**TRECHO DO DOCUMENTO**

==========

Pensando nas pequenas narrativas ao longo do livro, concluo que a encomenda do sr. Naveen Kishore, feita em 2009 a Mo Yan – “um texto sobre as grandes tranformações ocorridas na China ao longo das últimas três décadas…” – nos propiciou acesso a algo saboroso que nos faz desejar ler mais do autor. Esta resenha não se ocupa de posicionar a Mudança do ponto de vista político-social, coisa que já foi muito bem feita pelos veículos do jornalismo diário ou semanal: a cobertura de Veja , para mim, nesse sentido é exemplar.
Desejoso de ler mais da obra de Mo Yan, constato que, além da referência a “Sorgo Vermelho” – o clássico que se transformou em filme e em episódio recontado pelo autor em “Mudança” – há muito pouco do autor publicado em português. Essa lacuna deve ser preenchida ao longo de 2014, depois da repercussão dos prêmios concedidos a MO YAN. Para quem está habilitado, há muito de Mo Yan a ler. Confira nos links em Inglês e em Francês.

==========

**MATERIAL FORNECIDO**
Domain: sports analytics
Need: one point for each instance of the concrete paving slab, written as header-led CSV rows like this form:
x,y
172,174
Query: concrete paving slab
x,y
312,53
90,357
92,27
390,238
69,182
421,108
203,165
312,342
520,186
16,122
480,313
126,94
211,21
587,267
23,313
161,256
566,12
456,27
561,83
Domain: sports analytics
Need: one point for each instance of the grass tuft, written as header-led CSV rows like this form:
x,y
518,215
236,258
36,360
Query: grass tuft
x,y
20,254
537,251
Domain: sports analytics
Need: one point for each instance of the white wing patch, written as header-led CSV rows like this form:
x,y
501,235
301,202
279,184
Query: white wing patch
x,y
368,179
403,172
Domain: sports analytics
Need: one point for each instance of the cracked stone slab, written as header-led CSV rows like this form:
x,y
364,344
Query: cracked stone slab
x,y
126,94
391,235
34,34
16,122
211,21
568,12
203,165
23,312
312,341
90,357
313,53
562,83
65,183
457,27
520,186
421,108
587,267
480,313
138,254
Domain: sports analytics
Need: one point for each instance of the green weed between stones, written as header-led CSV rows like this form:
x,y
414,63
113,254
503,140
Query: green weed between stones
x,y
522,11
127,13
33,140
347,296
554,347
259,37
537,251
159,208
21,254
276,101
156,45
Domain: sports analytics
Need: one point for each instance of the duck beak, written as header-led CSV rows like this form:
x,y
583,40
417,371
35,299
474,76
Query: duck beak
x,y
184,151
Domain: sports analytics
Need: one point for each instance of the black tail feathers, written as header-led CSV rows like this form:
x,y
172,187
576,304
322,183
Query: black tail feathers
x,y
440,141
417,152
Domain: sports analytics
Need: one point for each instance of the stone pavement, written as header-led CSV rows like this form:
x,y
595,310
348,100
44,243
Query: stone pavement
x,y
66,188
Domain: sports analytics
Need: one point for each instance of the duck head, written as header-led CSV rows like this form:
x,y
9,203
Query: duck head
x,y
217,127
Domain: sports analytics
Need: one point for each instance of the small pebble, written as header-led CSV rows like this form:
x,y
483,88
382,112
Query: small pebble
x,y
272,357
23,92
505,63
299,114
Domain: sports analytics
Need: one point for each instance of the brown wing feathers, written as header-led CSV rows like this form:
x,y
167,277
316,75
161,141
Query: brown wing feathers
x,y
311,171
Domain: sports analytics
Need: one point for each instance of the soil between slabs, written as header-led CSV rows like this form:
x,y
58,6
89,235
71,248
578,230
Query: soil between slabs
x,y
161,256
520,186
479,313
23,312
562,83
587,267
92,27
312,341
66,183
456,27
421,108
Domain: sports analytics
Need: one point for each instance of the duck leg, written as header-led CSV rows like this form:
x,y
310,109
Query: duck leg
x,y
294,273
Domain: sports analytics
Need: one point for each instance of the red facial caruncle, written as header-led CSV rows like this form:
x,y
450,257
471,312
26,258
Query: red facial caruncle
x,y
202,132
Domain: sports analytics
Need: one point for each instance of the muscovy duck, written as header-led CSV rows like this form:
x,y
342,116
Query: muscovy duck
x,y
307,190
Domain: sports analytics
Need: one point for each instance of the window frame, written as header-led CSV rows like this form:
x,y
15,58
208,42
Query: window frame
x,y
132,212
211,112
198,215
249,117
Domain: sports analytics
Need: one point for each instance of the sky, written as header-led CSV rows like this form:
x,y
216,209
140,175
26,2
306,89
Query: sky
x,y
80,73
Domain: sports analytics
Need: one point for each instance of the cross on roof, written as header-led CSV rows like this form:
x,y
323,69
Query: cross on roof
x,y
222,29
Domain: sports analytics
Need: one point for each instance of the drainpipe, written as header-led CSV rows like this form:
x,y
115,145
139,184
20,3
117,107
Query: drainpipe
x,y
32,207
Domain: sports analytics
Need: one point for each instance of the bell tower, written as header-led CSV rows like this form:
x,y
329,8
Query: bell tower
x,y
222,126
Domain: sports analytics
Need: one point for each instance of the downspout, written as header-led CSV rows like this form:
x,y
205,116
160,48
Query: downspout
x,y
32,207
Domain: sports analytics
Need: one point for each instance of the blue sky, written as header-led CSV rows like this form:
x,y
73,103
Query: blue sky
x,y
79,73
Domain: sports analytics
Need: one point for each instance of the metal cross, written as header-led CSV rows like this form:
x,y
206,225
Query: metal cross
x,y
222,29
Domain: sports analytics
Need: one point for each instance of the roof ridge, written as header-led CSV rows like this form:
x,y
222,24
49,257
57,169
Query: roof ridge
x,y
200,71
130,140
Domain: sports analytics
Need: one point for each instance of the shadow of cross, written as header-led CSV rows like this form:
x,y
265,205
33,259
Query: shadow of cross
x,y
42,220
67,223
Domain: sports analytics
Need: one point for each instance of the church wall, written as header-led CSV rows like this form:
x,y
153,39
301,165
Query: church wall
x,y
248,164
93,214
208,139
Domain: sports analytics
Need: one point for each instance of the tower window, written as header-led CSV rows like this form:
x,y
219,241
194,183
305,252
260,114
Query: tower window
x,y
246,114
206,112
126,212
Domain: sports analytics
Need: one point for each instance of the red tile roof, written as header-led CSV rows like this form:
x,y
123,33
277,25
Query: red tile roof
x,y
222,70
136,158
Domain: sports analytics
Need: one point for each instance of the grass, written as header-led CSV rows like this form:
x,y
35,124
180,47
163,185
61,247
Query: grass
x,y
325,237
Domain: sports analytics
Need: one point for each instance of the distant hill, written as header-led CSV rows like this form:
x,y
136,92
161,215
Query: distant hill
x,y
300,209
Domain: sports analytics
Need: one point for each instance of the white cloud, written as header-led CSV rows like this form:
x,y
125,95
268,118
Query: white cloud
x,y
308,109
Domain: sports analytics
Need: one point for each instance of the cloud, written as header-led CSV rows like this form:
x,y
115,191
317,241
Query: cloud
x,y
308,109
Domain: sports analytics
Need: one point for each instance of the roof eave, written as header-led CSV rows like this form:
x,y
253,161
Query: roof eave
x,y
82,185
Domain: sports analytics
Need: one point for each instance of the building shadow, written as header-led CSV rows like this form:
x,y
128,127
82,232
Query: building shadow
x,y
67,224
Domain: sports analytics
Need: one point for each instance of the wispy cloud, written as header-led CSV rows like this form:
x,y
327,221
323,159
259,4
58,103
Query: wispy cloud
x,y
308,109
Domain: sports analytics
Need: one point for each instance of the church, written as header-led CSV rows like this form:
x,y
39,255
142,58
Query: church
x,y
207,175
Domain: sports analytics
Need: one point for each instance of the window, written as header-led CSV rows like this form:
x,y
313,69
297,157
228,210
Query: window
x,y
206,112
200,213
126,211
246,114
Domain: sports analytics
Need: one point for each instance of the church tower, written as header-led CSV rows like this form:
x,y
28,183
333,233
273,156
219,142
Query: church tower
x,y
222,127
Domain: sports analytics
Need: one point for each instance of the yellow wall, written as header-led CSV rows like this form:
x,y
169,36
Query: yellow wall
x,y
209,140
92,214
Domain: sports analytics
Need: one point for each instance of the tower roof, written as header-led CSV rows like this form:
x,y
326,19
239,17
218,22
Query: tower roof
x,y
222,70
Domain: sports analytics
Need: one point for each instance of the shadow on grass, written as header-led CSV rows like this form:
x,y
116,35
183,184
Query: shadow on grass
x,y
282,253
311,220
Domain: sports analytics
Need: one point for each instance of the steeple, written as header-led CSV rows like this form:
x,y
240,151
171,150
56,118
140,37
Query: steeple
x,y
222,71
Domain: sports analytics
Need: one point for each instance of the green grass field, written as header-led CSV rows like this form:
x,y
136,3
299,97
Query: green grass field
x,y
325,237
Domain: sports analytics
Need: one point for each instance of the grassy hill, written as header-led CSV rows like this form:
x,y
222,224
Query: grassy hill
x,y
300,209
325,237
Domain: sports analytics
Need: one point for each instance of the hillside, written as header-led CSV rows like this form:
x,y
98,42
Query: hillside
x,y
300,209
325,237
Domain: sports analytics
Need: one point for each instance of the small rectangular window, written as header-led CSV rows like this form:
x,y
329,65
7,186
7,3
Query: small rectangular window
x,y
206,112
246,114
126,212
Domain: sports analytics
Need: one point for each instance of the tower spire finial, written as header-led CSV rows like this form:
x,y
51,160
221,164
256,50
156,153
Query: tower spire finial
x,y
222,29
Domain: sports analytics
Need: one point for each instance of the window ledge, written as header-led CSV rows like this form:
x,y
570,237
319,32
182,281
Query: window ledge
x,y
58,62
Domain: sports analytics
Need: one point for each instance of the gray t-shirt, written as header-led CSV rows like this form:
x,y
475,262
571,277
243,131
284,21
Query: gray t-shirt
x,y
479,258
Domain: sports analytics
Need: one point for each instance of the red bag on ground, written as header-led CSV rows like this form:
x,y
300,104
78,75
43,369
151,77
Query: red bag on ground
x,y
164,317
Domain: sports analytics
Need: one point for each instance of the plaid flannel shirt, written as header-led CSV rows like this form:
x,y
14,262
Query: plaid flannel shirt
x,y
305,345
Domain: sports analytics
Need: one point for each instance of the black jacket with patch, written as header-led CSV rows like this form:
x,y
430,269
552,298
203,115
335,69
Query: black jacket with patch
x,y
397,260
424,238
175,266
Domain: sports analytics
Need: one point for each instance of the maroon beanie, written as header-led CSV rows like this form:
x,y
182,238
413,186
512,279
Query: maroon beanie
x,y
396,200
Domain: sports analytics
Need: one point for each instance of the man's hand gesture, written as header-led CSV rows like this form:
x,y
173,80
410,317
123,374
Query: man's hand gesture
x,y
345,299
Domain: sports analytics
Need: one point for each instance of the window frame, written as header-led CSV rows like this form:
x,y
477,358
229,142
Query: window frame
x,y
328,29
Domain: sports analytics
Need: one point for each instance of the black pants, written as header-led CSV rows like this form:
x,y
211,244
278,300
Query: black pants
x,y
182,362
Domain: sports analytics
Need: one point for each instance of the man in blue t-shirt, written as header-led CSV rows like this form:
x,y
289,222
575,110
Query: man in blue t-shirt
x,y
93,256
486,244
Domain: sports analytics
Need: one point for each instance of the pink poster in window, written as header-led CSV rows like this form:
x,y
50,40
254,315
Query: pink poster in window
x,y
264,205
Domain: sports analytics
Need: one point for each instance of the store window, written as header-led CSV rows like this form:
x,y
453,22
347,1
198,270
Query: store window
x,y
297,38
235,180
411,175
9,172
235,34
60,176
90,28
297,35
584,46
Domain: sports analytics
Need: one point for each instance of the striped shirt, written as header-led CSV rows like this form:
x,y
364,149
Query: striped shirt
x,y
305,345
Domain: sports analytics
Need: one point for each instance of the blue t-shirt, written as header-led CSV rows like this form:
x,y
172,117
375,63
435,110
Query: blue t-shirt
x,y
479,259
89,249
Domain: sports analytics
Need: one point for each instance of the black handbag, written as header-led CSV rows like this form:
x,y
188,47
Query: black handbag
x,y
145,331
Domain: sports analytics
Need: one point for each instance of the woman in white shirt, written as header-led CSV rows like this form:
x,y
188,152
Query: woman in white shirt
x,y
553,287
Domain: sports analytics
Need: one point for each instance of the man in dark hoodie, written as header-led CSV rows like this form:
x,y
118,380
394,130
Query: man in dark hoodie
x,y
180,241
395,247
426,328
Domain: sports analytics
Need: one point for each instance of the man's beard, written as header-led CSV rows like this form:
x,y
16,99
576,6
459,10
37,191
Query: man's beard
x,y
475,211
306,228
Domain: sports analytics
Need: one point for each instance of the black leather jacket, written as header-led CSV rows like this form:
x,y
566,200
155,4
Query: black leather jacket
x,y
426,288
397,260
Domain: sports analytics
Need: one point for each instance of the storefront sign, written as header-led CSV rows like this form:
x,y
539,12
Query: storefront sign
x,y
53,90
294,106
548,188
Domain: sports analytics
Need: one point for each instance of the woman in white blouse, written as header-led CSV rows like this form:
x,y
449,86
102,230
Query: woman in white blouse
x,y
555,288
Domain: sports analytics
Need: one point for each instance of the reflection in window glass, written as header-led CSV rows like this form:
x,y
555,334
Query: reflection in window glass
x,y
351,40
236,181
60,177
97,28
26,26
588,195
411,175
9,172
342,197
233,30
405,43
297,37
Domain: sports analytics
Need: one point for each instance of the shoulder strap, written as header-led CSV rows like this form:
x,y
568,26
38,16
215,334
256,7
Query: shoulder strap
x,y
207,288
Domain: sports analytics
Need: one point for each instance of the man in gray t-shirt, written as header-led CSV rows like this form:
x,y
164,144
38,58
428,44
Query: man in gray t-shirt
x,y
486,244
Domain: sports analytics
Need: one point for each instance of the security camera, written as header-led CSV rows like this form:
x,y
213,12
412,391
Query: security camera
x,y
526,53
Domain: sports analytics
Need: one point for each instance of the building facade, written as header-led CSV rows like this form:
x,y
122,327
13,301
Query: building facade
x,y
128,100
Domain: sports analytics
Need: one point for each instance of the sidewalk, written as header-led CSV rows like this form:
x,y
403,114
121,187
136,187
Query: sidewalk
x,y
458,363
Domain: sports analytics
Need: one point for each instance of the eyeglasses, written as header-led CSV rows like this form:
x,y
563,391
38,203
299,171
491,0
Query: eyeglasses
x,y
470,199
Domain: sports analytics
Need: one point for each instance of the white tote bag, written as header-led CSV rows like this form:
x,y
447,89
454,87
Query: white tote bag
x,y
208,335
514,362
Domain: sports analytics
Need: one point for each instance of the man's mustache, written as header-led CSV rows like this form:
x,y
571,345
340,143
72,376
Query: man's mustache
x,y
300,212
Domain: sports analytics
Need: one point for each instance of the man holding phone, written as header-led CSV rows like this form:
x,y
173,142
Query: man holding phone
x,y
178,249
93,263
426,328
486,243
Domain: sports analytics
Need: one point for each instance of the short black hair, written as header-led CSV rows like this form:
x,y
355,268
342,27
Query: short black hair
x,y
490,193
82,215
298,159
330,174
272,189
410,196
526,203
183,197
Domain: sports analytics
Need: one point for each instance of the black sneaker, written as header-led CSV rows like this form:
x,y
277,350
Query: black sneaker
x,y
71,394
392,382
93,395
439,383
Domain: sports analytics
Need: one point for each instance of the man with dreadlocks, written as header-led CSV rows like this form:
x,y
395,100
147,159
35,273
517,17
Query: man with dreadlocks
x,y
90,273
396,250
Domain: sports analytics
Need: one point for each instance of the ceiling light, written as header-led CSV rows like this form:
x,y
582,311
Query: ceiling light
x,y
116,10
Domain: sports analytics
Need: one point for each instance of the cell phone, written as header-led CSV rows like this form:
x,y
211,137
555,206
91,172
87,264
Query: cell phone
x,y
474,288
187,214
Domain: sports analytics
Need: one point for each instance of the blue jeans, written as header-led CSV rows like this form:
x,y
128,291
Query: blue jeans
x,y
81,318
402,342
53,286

==========

**PEDIDO ESCRITO A**
Redigite o trecho da resenha sobre Mo Yan entre "Pensando nas pequenas" e "sentido é exemplar.", inclusive.
**PEDIDO ESCRITO B**
Como ficaria, de forma mais breve, o parágrafo da resenha sobre Mo Yan que começa com "Desejoso de ler mais", mantendo seus fatos principais?
**PEDIDO ESCRITO C**
Dê continuidade à resenha sobre Mo Yan a partir do ponto em que ela termina.
A listagem não precisa ser consultada.

**RESPOSTA CORRETA A**
Pensando nas pequenas narrativas ao longo do livro, concluo que a encomenda do sr. Naveen Kishore, feita em 2009 a Mo Yan – “um texto sobre as grandes tranformações ocorridas na China ao longo das últimas três décadas…” – nos propiciou acesso a algo saboroso que nos faz desejar ler mais do autor. Esta resenha não se ocupa de posicionar a Mudança do ponto de vista político-social, coisa que já foi muito bem feita pelos veículos do jornalismo diário ou semanal: a cobertura de Veja , para mim, nesse sentido é exemplar.

**RESPOSTA CORRETA B**
Quem escreve a resenha deseja ler mais de Mo Yan, mas, além de "Sorgo Vermelho" (clássico que virou filme e episódio recontado em "Mudança"), há muito pouco do autor publicado em português. Essa lacuna deve ser preenchida ao longo de 2014, após a repercussão dos prêmios concedidos a ele. Quem está habilitado encontra muito de Mo Yan para ler nos links em inglês e em francês.

**RESPOSTA CORRETA C**
Dos livros comprados e lidos nas férias deste verão, dias depois da leitura, comparando “Mudança” (YAN), com “Fim” (Fernanda Torres) e pensei: eis a diferença entre dois livros – impossível comparar mudança com fim. Afinal, um foi composto por alguém que é do ramo. Vemos aí um literato versus uma (boa) atriz – como escritora, uma excelente humorista, que até tem uma queda para redigir scripts e sketchs – mais que no livro não faz senão confirmar escrita de algo esboçado, personagens sem alma, ocos, homens de palha. Fim não é narrativa que mereça o aplauso deste leitor, apesar do ruidoso barulho da mídia brasileira.
Conclui o blogueiro que é impossível comparar “Fim” com “Mudança”.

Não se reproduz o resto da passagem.